** Records to process follows **
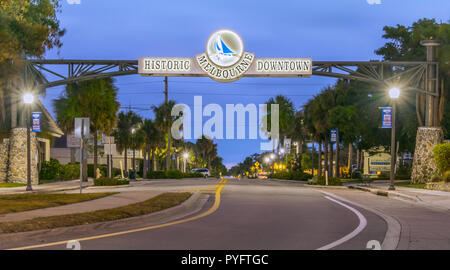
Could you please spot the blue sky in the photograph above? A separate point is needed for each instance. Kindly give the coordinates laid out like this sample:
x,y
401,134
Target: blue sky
x,y
320,29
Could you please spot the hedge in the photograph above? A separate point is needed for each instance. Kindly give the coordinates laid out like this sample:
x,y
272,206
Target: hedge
x,y
441,154
294,175
173,174
105,181
53,170
332,181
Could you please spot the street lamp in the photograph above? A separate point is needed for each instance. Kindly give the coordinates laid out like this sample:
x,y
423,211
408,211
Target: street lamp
x,y
186,156
28,99
394,94
133,131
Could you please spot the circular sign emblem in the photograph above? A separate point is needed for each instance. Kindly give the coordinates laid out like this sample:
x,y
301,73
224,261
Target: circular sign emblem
x,y
224,48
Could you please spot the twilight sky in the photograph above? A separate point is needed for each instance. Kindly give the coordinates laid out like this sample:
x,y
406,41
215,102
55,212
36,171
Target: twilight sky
x,y
320,29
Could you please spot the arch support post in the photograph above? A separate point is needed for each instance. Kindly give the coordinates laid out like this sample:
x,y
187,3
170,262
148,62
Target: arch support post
x,y
424,165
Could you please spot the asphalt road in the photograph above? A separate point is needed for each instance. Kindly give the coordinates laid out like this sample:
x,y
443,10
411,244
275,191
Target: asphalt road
x,y
260,215
257,216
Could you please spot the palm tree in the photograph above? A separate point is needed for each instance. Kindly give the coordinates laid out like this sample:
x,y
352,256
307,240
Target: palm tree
x,y
96,99
207,148
122,134
153,138
164,120
286,116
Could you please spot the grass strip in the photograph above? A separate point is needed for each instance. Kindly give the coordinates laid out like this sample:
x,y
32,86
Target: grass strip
x,y
408,184
6,185
30,201
160,202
** End of Records to process **
**Aim of the exercise:** Apart from the pictures, the material above has to be repeated exactly.

**Reply:**
Could you please spot the blue sky in the photograph above? A separate point is needed for each instance. Kindly give the coordinates laid out like this sample:
x,y
401,134
Target: blue sky
x,y
320,29
Could you please spot the hedge in the photograph above? A separate point is needed for each instance. Kindly give the coordinates laid out like this sample:
x,y
272,206
Target: hedge
x,y
441,154
294,175
173,174
105,181
53,170
332,181
Could you please spot the street lamp in the photograph above? A separate point is needed for each instance. Kindly give the coordinates laid out like this sample:
x,y
423,211
408,211
Target: street lamp
x,y
186,156
28,99
394,94
133,131
Could you please spot the circular sign emblem in the photograph above? A separate point is needed for each instance. Kindly give the coordinates laid out like this sample:
x,y
301,73
224,261
Target: circular sign emblem
x,y
224,48
Could you please spot the twilight sky in the photograph above? A separate point is needed for each instance. Kindly give the coordinates laid out like this sample:
x,y
406,41
215,102
55,212
36,171
Target: twilight sky
x,y
320,29
Could you please spot the arch support post in the photograph above? A separate point is needed for each instance. Kindly give the coordinates laid out like this sample:
x,y
187,3
170,262
148,62
Target: arch support post
x,y
424,165
Could you please spot the asphalt road in the photograph above? A separate point is needed for each instance. Kindly give the coordinates laid out like this sample:
x,y
443,10
411,244
275,191
Target: asphalt road
x,y
260,215
257,216
Could you please spot the palm tree in the photograph above? A separate point is needed for each instance. Kindly give the coordinates laid out like this sample:
x,y
352,256
307,240
Target: palm tree
x,y
96,99
207,148
122,134
153,138
164,120
286,116
Could you please spot the grass strip in the photograph above? A separate point is needed for each instance. Kindly give the coordinates laid out like this sample:
x,y
32,86
Target: grass strip
x,y
408,184
6,185
30,201
160,202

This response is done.